* WHAT IS EXPECTED *
Print every line of the listing below verbatim, changing nothing.

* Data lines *
+++

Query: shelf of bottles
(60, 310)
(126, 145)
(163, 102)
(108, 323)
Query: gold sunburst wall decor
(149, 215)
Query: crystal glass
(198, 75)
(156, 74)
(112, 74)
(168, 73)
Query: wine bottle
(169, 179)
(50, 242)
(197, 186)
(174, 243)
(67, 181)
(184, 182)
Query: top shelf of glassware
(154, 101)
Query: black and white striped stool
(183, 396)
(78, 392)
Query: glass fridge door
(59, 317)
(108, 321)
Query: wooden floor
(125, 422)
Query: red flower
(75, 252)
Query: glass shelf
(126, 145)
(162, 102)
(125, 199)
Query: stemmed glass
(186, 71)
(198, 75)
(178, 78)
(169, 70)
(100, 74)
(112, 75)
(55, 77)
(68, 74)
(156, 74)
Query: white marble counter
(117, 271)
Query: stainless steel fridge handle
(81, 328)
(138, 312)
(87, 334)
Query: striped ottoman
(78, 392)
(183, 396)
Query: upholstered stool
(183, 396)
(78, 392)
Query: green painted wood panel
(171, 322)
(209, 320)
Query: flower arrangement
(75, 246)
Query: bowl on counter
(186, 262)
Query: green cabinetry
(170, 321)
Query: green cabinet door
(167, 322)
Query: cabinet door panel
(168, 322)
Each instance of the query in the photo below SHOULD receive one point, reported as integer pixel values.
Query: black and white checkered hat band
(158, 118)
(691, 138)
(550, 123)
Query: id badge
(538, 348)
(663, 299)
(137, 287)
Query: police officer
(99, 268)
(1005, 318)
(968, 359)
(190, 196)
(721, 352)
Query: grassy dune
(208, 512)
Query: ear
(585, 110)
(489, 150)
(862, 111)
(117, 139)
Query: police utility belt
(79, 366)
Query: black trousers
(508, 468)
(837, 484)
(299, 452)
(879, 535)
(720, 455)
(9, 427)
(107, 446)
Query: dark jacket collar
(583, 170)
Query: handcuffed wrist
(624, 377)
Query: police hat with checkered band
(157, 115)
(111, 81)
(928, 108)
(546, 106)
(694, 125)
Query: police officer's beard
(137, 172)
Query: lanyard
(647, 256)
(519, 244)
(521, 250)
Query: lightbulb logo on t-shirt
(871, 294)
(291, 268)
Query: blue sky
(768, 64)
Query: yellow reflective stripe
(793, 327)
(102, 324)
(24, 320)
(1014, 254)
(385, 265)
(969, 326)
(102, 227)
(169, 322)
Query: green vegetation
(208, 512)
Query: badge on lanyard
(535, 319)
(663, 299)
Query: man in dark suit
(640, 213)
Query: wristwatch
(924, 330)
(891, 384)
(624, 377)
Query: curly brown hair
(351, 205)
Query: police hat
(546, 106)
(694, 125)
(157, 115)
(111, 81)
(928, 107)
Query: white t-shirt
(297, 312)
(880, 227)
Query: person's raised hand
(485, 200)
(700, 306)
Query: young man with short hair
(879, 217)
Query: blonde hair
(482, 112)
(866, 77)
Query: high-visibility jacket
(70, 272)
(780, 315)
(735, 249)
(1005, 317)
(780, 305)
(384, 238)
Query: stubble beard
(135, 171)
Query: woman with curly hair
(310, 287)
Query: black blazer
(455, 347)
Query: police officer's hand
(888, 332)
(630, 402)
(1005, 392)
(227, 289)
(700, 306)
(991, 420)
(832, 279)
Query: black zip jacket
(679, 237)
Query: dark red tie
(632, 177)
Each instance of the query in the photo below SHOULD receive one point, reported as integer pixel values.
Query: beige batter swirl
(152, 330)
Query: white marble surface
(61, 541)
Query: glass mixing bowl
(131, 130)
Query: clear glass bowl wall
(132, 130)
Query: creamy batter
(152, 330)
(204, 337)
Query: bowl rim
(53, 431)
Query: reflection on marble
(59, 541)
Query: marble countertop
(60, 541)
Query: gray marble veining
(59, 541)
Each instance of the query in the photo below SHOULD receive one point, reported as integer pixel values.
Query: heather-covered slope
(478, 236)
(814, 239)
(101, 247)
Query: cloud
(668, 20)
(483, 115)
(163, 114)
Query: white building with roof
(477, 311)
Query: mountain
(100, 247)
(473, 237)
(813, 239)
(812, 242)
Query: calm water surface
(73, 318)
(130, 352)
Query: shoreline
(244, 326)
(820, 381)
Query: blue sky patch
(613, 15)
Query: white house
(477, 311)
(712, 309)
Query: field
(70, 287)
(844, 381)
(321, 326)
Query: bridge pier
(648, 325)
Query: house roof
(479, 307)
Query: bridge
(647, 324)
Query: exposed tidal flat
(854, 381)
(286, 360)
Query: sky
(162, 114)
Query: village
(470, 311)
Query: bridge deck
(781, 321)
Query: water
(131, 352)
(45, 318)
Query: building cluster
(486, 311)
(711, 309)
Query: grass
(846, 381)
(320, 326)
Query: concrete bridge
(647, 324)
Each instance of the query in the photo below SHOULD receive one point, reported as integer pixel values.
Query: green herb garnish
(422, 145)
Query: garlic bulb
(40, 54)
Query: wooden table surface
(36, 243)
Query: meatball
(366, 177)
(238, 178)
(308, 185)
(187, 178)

+++

* SOLUTION TO THIS EXERCISE *
Query: shelf of bottles
(60, 310)
(126, 145)
(163, 102)
(108, 323)
Query: gold sunburst wall decor
(149, 215)
Query: crystal glass
(198, 75)
(156, 74)
(112, 74)
(168, 73)
Query: wine bottle
(169, 179)
(50, 242)
(197, 186)
(174, 243)
(67, 181)
(184, 182)
Query: top shelf of glassware
(154, 101)
Query: black and white striped stool
(183, 396)
(78, 392)
Query: glass fridge door
(59, 317)
(108, 321)
Query: wooden floor
(125, 422)
Query: red flower
(75, 252)
Query: glass shelf
(126, 145)
(162, 102)
(125, 199)
Query: stemmed glass
(186, 71)
(198, 75)
(178, 78)
(169, 70)
(100, 74)
(112, 75)
(55, 77)
(68, 74)
(156, 74)
Query: white marble counter
(117, 271)
Query: stainless steel fridge handle
(81, 328)
(138, 312)
(87, 334)
Query: striped ottoman
(78, 392)
(183, 396)
Query: upholstered stool
(183, 396)
(78, 392)
Query: green painted wood panel
(171, 322)
(209, 320)
Query: flower arrangement
(75, 246)
Query: bowl on counter
(186, 262)
Query: green cabinetry
(170, 321)
Query: green cabinet door
(167, 322)
Query: cabinet door panel
(168, 322)
Each instance of the query in the photo below SHOULD receive one point, reported as integer pixel values.
Query: black and white checkered hat band
(158, 118)
(691, 138)
(550, 123)
Query: id badge
(538, 348)
(663, 299)
(137, 287)
Query: police officer
(99, 268)
(1005, 318)
(968, 359)
(190, 196)
(721, 352)
Query: grassy dune
(208, 512)
Query: ear
(585, 110)
(489, 150)
(862, 111)
(117, 139)
Query: police utility belt
(79, 366)
Query: black trousers
(508, 468)
(837, 484)
(299, 452)
(879, 535)
(720, 455)
(9, 427)
(107, 446)
Query: dark jacket collar
(583, 170)
Query: handcuffed wrist
(624, 377)
Query: police hat with checkered band
(157, 115)
(111, 81)
(928, 108)
(546, 106)
(694, 125)
Query: police officer's beard
(137, 172)
Query: lanyard
(647, 256)
(519, 244)
(521, 250)
Query: lightbulb logo on t-shirt
(871, 294)
(291, 268)
Query: blue sky
(768, 64)
Query: yellow reflective stripe
(793, 327)
(102, 324)
(24, 320)
(1014, 254)
(385, 265)
(969, 326)
(102, 227)
(169, 322)
Query: green vegetation
(208, 512)
Query: badge on lanyard
(535, 319)
(663, 299)
Query: man in dark suit
(640, 213)
Query: wristwatch
(924, 330)
(891, 384)
(624, 377)
Query: curly brown hair
(351, 205)
Query: police hat
(546, 106)
(694, 125)
(157, 115)
(111, 81)
(928, 107)
Query: white t-shirt
(297, 312)
(880, 227)
Query: person's raised hand
(485, 200)
(700, 306)
Query: young man with short hair
(879, 217)
Query: blonde hair
(482, 112)
(866, 77)
Query: high-visibility jacket
(70, 272)
(780, 315)
(735, 249)
(1005, 317)
(780, 305)
(384, 238)
Query: stubble beard
(135, 171)
Query: woman with curly hair
(310, 287)
Query: black blazer
(455, 347)
Query: police officer's hand
(888, 332)
(630, 402)
(1005, 392)
(227, 289)
(700, 306)
(991, 420)
(832, 279)
Query: black zip jacket
(679, 237)
Query: dark red tie
(632, 177)
Each instance of the query in the photo below SHOULD receive one point, reported as integer pixel values.
Query: beige batter swirl
(152, 330)
Query: white marble surface
(61, 541)
Query: glass mixing bowl
(131, 130)
Query: clear glass bowl wall
(132, 130)
Query: creamy batter
(152, 330)
(204, 337)
Query: bowl rim
(53, 431)
Query: reflection on marble
(59, 541)
Query: marble countertop
(60, 541)
Query: gray marble veining
(59, 541)
Each instance of the query in the photo below SHOULD receive one point, reported as integer pixel values.
Query: heather-covered slope
(478, 236)
(814, 239)
(101, 247)
Query: cloud
(668, 20)
(483, 115)
(163, 114)
Query: white building with roof
(477, 311)
Query: mountain
(100, 247)
(473, 237)
(813, 239)
(812, 242)
Query: calm water surface
(73, 318)
(130, 352)
Query: shoreline
(244, 326)
(820, 381)
Query: blue sky patch
(613, 15)
Query: white house
(477, 311)
(712, 309)
Query: field
(70, 287)
(844, 381)
(321, 326)
Query: bridge pier
(648, 325)
Query: house roof
(479, 307)
Query: bridge
(647, 324)
Query: exposed tidal flat
(854, 381)
(286, 360)
Query: sky
(162, 114)
Query: village
(470, 311)
Query: bridge deck
(781, 321)
Query: water
(131, 352)
(45, 318)
Query: building cluster
(486, 311)
(711, 309)
Query: grass
(846, 381)
(320, 326)
Query: concrete bridge
(647, 324)
Each instance of the query in the photo below SHOULD receive one point, reported as integer pixel values.
Query: green herb garnish
(422, 145)
Query: garlic bulb
(40, 54)
Query: wooden table surface
(36, 243)
Query: meatball
(366, 177)
(238, 178)
(308, 185)
(187, 178)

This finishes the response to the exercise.